(Rows from a pointing dataset)
+--

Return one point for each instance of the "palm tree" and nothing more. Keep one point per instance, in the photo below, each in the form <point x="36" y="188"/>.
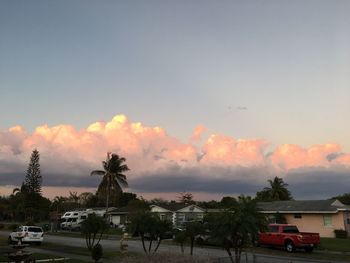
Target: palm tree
<point x="113" y="178"/>
<point x="236" y="227"/>
<point x="278" y="190"/>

+--

Please arrange every line of the entries above as a JSON list of strings, one string per line, with blank lines and pictures left out.

[
  "Return one point for each instance of the \"palm tree\" and nothing more. Keep one point per instance, in the photo below, each in the form <point x=\"36\" y=\"188\"/>.",
  "Target: palm tree",
  "<point x=\"113\" y=\"178\"/>",
  "<point x=\"236\" y=\"227\"/>",
  "<point x=\"278\" y=\"190\"/>"
]